# Pet transport for problematic cat



## catlover5 (Sep 26, 2014)

I had arranged for my problematic cat to go to a rescue centre at the end of last month, but then he started to have stomach problems and they wanted to know what was wrong with him first before they gave the ok for him to come in. They have now said they can take him and he will be going there on Monday. Does anyone know of any pet transport agency's that wouldn't mind taking him if he bit or stuck his claws in?


----------



## chillminx (Nov 22, 2010)

Sorry to hear you are having to give one of your cats to a Rescue. I would advise you asking the Rescue to recommend someone local who will transport you with the cat. 

The easiest cat carriers to put a skittish cat in are the top loading white wire carriers. If you are not able to put him in one of these, then I suggest buying or borrowing a small dog crate, and putting food inside to tempt him in, then quickly shutting the door. 

Once he is inside the carrier or dog crate he won't have the opportunity to bite or scratch anyone on the way to the Shelter. 

If you cannot get hold of a dog crate, ask the Rescue if you can borrow their cat trap. That way, attracted by food, your cat will go in without you needing to handle him. A trap will fit in the back of a medium size hatchback car with the rear seats folded down.


----------



## catlover5 (Sep 26, 2014)

Thanks I have tried to work with him for a number of years, but it is just getting worse and not better  I have recently fully taken on my sisters aby kitten as he wasn't what she was expecting and in her own words to hyper . Since he fully moved in he has been aggressive towards him to when he tries to groom him or snuggle up to him which is quite upsetting . I also find it a struggle to keep up with the cost of vet visits I need to claim money back from the insurance for two visits this month alone anxiety treatment special food etc . I know its not the best of foods but I used to feed him felix beforehand which is quite a price difference compared to royal canin vet food. I will invest in a wire top carrier or see if anyone I know has a old dog training crate I could borrow or one they don't need anymore.


----------



## chillminx (Nov 22, 2010)

# DATASET CONTENT
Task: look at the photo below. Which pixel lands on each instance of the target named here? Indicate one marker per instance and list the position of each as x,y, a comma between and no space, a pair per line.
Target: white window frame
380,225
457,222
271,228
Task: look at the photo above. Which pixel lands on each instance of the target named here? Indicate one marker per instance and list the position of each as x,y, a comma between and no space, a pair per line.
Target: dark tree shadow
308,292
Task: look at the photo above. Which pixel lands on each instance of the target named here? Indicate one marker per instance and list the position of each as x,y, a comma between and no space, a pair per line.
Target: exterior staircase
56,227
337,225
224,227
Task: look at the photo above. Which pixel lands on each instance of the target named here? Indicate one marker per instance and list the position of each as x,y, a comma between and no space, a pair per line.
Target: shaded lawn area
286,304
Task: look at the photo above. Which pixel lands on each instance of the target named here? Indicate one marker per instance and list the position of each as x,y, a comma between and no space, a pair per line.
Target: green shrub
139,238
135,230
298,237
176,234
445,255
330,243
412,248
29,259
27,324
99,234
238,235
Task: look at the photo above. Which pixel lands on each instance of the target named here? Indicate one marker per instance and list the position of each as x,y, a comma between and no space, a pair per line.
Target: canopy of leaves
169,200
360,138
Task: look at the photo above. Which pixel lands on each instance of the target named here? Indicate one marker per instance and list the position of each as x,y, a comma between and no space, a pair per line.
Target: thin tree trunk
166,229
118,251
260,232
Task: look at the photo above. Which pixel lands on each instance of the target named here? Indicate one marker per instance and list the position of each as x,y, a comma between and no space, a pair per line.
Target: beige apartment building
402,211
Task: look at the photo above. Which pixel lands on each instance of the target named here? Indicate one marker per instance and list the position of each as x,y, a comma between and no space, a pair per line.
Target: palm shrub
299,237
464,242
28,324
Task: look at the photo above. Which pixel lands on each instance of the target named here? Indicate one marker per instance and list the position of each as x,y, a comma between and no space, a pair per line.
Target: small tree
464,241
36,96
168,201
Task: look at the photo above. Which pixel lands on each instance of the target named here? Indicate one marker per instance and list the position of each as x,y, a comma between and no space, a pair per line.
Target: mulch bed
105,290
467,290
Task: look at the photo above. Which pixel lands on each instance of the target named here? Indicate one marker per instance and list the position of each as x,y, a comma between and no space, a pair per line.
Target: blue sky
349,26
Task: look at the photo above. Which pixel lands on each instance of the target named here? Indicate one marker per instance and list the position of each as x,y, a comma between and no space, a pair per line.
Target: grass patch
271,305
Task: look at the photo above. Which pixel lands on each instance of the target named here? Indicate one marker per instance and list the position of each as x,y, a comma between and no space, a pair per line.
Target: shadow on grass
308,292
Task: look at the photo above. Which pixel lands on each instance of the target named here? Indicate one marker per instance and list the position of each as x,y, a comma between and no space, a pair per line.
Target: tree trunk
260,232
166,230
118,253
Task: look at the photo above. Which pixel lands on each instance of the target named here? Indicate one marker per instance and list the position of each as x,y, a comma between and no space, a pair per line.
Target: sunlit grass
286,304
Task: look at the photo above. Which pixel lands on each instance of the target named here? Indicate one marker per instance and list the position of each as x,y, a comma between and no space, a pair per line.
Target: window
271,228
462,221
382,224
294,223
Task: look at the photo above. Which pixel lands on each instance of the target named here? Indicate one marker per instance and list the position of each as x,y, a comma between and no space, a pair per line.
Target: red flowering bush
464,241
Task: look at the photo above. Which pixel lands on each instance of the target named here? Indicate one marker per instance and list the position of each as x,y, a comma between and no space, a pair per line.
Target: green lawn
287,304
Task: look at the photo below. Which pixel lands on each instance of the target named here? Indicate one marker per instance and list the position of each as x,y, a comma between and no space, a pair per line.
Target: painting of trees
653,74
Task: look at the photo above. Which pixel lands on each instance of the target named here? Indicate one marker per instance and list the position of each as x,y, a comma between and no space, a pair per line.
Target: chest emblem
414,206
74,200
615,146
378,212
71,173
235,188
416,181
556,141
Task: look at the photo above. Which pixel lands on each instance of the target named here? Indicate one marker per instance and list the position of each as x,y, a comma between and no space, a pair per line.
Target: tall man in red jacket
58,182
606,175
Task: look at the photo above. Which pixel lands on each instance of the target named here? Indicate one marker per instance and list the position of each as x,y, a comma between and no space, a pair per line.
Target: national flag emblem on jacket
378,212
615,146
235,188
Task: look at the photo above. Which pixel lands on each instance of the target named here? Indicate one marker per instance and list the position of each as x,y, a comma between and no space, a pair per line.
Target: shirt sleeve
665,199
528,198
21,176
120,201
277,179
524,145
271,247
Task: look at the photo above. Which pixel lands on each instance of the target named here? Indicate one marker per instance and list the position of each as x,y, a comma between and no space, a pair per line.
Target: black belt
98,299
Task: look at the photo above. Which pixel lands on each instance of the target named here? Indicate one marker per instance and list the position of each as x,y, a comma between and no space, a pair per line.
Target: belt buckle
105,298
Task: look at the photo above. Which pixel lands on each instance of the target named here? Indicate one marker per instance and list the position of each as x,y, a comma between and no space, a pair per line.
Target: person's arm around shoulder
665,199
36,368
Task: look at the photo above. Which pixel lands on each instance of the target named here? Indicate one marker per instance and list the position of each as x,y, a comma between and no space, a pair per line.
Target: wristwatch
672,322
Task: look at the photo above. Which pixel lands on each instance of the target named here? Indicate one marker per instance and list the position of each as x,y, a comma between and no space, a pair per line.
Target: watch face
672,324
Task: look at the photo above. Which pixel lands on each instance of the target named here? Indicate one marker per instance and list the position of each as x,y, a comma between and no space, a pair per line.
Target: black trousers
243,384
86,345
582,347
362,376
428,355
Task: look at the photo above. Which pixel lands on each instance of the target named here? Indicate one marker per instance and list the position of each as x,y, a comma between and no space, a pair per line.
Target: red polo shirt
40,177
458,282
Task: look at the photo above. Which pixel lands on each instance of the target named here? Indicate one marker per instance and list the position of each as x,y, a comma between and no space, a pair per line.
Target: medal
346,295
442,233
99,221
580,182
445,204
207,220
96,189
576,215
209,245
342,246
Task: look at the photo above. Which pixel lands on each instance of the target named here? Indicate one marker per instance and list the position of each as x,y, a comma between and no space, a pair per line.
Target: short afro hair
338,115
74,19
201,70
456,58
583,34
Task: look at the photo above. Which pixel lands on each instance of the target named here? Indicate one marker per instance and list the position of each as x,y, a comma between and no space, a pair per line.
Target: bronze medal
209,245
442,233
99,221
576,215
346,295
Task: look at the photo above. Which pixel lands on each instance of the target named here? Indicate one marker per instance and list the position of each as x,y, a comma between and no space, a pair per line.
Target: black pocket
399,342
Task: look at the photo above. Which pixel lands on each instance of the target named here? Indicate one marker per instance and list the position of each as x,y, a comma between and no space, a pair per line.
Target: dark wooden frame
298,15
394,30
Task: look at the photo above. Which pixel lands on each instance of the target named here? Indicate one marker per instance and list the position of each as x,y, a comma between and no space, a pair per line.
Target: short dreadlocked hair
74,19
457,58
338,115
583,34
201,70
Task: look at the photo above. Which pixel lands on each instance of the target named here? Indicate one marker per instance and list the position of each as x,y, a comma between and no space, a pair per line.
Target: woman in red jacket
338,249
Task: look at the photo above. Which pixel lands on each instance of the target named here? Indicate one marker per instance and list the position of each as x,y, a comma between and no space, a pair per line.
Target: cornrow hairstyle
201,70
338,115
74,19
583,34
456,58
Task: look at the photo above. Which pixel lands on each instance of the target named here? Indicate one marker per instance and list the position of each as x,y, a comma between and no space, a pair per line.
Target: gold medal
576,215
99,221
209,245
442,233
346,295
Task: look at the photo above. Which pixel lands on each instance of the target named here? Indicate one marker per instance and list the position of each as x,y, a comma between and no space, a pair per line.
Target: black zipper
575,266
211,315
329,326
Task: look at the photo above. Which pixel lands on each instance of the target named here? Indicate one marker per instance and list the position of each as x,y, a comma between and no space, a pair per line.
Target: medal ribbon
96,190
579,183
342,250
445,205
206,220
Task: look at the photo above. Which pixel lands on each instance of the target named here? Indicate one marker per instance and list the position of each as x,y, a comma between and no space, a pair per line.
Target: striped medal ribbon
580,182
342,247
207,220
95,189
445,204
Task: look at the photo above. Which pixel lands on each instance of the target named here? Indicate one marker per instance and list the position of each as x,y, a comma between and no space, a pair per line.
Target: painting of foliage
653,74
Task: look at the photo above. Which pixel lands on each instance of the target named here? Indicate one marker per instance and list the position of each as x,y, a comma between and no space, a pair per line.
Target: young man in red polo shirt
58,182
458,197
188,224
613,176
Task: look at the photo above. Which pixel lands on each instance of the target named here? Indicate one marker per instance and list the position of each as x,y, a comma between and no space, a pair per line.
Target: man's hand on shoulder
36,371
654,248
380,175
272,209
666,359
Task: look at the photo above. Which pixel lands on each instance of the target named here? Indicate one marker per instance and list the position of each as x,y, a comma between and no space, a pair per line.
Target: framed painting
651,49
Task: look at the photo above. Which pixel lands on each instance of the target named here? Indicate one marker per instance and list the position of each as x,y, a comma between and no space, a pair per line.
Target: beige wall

# WHAT IS ASKED
- 1) Answer these questions about the cat transport thread, one per line:
(a) On what day will the cat be going to the rescue?
(b) Which carriers are described as the easiest to put a skittish cat in?
(c) What food did catlover5 feed the cat before the vet food?
- 2) Rewrite the part of the cat transport thread that begins at the words "Sorry to hear" and stops after "to the Shelter.", putting "pet crate" in place of "dog crate".
- 3) Continue the cat transport thread from the point where it stops.
You won't need the items for any of this work.

# FINAL ANSWERS
- 1)
(a) Monday
(b) The top loading white wire carriers
(c) Felix

- 2)
Sorry to hear you are having to give one of your cats to a Rescue. I would advise you asking the Rescue to recommend someone local who will transport you with the cat. 

The easiest cat carriers to put a skittish cat in are the top loading white wire carriers. If you are not able to put him in one of these, then I suggest buying or borrowing a small pet crate, and putting food inside to tempt him in, then quickly shutting the door. 

Once he is inside the carrier or pet crate he won't have the opportunity to bite or scratch anyone on the way to the Shelter.

- 3)
If you have no transport of your own, the Rescue may have a volunteer who would come and pick up you and your cat to take you to the Shelter. You could make a donation towards the person's petrol. 

This is a large size of the white wire carriers I mentioned:

Large Rectangular Wire Carrier (19 X 12 X 12" Ht): Amazon.co.uk: Garden & Outdoors

There is a smaller one but it may not be tall enough for a full sized adult cat.

I'd suggest giving your cat Zylkene supplement for several days before the journey.


----------



## Lilylass (Sep 13, 2012)

I'm sorry but would it not be easier for the new kitten to be rehomed via the rescue (or better being returned to its breeder) rather than an older cat with 'issues'

I hate to say but being in a rescue isn't going to help him overcome them and it may be very difficult for them to rehome him with those issues and he could sadly be there a long time


----------



## moggie14 (Sep 11, 2013)

I felt sad about your post and was going to say the same as Lilylass.
What exactly is problematic with your cat? Maybe it is something PF members can help with


----------



## buffie (May 31, 2010)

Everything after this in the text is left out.